> [Task to carry out] Of the material below, the lines to be retyped are those from the line containing "positive clicks: (604, 139)" through the line containing "positive clicks: (484, 264)", inclusive; reproduce them exactly.

> [Data for review]
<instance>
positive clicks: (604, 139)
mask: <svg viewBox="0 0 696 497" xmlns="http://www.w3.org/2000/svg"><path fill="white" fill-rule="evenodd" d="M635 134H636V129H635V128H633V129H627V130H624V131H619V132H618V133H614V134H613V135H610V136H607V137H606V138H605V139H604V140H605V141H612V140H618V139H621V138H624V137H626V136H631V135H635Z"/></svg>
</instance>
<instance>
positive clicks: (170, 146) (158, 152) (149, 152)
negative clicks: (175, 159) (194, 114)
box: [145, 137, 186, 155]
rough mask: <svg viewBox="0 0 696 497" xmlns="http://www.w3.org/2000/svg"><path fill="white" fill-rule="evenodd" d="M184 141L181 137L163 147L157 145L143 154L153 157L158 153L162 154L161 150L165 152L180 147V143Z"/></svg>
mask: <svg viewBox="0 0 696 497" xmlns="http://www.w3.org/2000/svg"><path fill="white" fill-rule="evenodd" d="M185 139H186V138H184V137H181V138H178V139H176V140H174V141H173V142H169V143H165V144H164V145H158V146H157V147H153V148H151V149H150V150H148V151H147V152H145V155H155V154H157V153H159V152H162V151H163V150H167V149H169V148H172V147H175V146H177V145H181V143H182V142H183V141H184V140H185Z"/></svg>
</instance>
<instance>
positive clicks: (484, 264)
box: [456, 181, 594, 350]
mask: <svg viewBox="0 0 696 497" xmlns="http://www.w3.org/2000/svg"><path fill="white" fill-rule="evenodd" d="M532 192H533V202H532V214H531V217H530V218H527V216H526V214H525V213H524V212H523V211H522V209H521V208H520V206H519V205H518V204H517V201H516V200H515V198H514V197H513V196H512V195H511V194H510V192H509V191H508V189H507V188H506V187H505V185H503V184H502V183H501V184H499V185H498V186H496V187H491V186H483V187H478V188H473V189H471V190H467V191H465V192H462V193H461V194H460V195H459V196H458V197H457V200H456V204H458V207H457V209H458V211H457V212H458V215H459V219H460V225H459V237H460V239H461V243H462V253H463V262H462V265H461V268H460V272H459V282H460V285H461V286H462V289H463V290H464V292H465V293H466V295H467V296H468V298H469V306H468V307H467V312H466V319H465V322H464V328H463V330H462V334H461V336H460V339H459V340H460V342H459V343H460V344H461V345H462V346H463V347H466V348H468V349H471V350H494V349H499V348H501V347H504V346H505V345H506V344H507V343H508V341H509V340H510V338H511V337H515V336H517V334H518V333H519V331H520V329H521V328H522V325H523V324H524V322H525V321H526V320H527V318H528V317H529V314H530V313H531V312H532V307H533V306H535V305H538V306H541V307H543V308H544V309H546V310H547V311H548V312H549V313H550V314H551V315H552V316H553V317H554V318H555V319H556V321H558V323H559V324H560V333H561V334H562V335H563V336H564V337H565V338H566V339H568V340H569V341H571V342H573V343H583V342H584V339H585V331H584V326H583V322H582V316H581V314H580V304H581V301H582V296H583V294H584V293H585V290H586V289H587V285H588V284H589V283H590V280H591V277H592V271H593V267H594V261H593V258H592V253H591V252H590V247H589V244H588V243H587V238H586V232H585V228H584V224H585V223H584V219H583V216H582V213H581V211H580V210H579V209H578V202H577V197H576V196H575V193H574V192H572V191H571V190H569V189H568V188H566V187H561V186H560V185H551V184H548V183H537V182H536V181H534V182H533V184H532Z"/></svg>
...
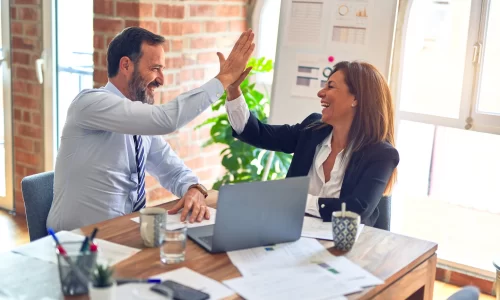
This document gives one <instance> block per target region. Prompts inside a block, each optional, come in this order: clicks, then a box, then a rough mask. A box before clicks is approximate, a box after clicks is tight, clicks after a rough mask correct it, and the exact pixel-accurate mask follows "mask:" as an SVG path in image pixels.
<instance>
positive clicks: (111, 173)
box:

> [Exercise result]
positive clicks: (604, 139)
mask: <svg viewBox="0 0 696 497" xmlns="http://www.w3.org/2000/svg"><path fill="white" fill-rule="evenodd" d="M635 134H636V129H635V128H633V129H627V130H624V131H619V132H618V133H614V134H613V135H610V136H607V137H606V138H605V139H604V140H605V141H612V140H618V139H621V138H624V137H626V136H631V135H635Z"/></svg>
</instance>
<instance>
positive clicks: (170, 146) (158, 152) (149, 152)
negative clicks: (175, 159) (194, 114)
box: [145, 137, 186, 155]
rough mask: <svg viewBox="0 0 696 497" xmlns="http://www.w3.org/2000/svg"><path fill="white" fill-rule="evenodd" d="M184 141L181 137L163 147L157 145L143 154L153 157L158 153L162 154L161 150L165 152L180 147V143Z"/></svg>
mask: <svg viewBox="0 0 696 497" xmlns="http://www.w3.org/2000/svg"><path fill="white" fill-rule="evenodd" d="M185 139H186V138H184V137H181V138H178V139H176V140H174V141H173V142H169V143H165V144H164V145H158V146H157V147H153V148H151V149H150V150H148V151H147V152H145V155H155V154H157V153H159V152H162V151H163V150H167V149H169V148H172V147H175V146H177V145H181V143H182V142H183V141H184V140H185Z"/></svg>
</instance>
<instance>
positive clicks: (484, 264)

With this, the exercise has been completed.